ENTRIES PROVIDED -
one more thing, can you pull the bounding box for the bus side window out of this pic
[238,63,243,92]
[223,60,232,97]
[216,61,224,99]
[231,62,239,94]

PROBLEM DESCRIPTION - The full set of records must be output again exactly.

SOLUTION FOR THIS PROBLEM -
one more thing, can you pull the bounding box for the bus side window out of this pic
[238,63,243,92]
[223,60,232,97]
[216,61,224,99]
[231,62,239,94]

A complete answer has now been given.